# READING TEXT
————
Since one of the executive producers of the film is conspiracy gadfly Oliver Stone, viewers may approach this with a certain skepticism. Only those with inside knowledge will know how much is true and how much is conjecture for dramatic effect. To the credit of Stone and the other filmmakers, though, "Shot" contains no swipes at Reagan, who came from Hollywood but whose politics most of Hollywood disliked.
In fact, Reagan is portrayed as the good-natured, decent and unflappable man that is his image. The odd thing is that Richard Crenna, cast in the role, makes almost no attempt to look or sound like Reagan. Obviously he didn't want to do an impersonation that might border on parody -- every comic worth his salt did a Reagan impression in those days -- but a few little Reaganesque mannerisms would have been all right. Crenna doesn't seem sufficiently presidential, or at least not Reaganesque enough.
Holland Taylor plays Nancy Reagan, to whom the media were never very kind, and fortunately this, too, is a sympathetic portrait. We see a woman of near-mythic loyalty and resolve who was not to be trifled with and who justifiably bristled when given the runaround by the Secret Service or the FBI. Taylor plays Nancy as tough but not bitchy, a welcome change from the usual savage and superficial caricature. Nancy Reagan was one of the most unfairly maligned figures of her time.
But then the movie is not really about the Reagans but about the men around them. At times, the pettiness and confusion in the situation room become darkly comic. The aides, most of them new at their jobs, come across like the Keystone Kabinet, with Haig clownishly grasping for the reins of power and barking at anyone he sees as a threat. He's even abusive to a telephone repairman: "You just shut up, and do your job, and then get the hell out."
Nearly everything that could go wrong did, from the malfunctioning phones to a scheduled NORAD defense drill being mistaken for a launch of Soviet missiles. The "football" containing the apparatus needed by the president to launch a nuclear strike was missing for a time, and later the card needed to activate it was also lost. The FBI and the Secret Service took turns blaming each other for snafus and staging territorial tantrums.
While they bickered, an intruder was able to gain access to the hospital room where Reagan was recovering, the kind of ghastly security breach that certainly resonates today.
————
# MATERIAL SHOWN

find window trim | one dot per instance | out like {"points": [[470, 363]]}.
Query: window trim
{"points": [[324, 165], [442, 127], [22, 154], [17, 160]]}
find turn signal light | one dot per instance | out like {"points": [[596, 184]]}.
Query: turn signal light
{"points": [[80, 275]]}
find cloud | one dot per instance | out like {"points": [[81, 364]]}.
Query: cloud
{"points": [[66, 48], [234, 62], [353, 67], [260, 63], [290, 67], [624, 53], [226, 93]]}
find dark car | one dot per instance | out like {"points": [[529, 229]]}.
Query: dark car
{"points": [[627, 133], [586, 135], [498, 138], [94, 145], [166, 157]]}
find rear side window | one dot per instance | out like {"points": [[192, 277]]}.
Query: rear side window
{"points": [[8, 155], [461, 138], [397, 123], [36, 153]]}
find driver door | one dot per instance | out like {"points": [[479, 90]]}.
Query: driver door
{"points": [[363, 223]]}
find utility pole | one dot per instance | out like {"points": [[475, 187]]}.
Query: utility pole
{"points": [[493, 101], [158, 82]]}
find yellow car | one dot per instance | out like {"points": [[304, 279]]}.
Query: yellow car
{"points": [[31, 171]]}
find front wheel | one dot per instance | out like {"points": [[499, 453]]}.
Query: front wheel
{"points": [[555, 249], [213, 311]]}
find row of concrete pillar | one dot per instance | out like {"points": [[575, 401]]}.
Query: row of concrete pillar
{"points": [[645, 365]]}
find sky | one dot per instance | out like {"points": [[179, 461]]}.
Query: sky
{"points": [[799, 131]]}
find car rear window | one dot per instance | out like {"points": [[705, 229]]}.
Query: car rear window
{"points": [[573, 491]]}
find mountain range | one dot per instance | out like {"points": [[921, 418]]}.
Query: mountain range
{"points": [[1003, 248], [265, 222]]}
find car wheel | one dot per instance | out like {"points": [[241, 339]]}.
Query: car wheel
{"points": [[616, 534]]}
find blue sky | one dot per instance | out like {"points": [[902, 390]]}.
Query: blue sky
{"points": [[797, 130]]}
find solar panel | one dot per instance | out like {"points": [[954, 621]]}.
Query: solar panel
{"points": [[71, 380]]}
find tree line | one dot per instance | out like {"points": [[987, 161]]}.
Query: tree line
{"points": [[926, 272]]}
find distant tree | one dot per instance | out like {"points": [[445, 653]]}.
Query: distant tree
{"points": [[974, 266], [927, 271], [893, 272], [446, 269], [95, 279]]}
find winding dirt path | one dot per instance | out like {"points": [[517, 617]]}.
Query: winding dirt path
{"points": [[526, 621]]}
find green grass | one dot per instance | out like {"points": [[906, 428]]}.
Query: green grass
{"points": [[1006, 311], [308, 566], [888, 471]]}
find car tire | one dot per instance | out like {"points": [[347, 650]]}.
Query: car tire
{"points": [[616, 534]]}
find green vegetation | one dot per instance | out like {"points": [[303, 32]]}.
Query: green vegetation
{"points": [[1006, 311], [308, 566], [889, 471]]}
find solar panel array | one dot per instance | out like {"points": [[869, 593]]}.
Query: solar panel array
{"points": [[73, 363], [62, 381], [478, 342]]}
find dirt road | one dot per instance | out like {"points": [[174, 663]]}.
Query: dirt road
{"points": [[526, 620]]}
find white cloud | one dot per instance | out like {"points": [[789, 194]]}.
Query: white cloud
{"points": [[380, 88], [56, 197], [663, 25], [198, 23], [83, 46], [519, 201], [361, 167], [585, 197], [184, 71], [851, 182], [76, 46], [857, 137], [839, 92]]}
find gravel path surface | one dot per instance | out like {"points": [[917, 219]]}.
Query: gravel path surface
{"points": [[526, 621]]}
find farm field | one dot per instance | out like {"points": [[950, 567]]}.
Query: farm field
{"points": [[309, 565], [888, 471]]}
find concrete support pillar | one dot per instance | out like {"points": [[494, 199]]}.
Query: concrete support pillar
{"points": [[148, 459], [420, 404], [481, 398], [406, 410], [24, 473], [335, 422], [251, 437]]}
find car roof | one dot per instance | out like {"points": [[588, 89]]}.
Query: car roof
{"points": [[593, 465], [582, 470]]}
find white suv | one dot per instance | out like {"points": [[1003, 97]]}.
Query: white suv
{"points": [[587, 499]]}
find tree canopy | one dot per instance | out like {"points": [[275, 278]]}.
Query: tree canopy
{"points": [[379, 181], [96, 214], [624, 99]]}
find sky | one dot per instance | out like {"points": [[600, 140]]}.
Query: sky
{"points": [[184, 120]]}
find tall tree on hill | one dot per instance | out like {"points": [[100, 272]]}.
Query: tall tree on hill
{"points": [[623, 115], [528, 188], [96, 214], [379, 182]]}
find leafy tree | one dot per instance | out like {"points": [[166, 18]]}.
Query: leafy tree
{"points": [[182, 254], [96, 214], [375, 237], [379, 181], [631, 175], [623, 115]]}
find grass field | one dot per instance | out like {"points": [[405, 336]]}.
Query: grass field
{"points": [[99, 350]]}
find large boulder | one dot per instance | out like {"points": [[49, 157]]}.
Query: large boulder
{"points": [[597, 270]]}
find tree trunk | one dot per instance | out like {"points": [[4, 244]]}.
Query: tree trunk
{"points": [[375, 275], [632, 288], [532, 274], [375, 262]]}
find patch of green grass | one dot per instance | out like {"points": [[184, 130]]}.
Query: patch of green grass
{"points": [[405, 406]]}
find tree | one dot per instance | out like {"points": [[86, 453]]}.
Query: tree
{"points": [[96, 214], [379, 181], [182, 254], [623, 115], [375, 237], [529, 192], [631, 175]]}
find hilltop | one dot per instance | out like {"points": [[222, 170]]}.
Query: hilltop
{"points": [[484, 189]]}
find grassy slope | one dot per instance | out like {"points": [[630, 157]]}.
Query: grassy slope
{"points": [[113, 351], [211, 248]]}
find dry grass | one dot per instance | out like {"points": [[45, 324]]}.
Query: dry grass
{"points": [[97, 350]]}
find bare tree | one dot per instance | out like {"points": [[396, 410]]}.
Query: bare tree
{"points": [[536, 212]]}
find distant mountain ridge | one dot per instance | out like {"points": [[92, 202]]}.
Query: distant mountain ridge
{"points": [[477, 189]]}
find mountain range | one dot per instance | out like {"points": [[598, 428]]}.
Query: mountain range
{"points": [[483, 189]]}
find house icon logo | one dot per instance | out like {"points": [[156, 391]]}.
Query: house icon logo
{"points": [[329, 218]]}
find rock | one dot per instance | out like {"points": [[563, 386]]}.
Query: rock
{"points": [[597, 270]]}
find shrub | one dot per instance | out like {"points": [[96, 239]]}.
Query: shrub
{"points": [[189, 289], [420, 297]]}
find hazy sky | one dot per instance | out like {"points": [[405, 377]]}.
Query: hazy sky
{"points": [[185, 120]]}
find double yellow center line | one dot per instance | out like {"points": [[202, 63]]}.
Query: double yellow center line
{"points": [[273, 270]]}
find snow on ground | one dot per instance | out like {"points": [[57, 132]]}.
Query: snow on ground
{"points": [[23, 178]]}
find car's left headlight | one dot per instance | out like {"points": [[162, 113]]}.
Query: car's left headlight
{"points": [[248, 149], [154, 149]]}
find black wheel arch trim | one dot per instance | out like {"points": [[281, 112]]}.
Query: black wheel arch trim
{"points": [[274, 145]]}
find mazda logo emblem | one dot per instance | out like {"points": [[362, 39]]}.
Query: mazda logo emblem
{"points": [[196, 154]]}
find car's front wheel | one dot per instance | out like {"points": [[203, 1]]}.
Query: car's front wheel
————
# PARTS OF THE EXERCISE
(1) In the film review, who plays Nancy Reagan?
(2) Which people does the film review mention by name?

# SOLVED PROBLEMS
(1) Holland Taylor

(2) Oliver Stone, Reagan, Richard Crenna, Holland Taylor, Nancy Reagan, Haig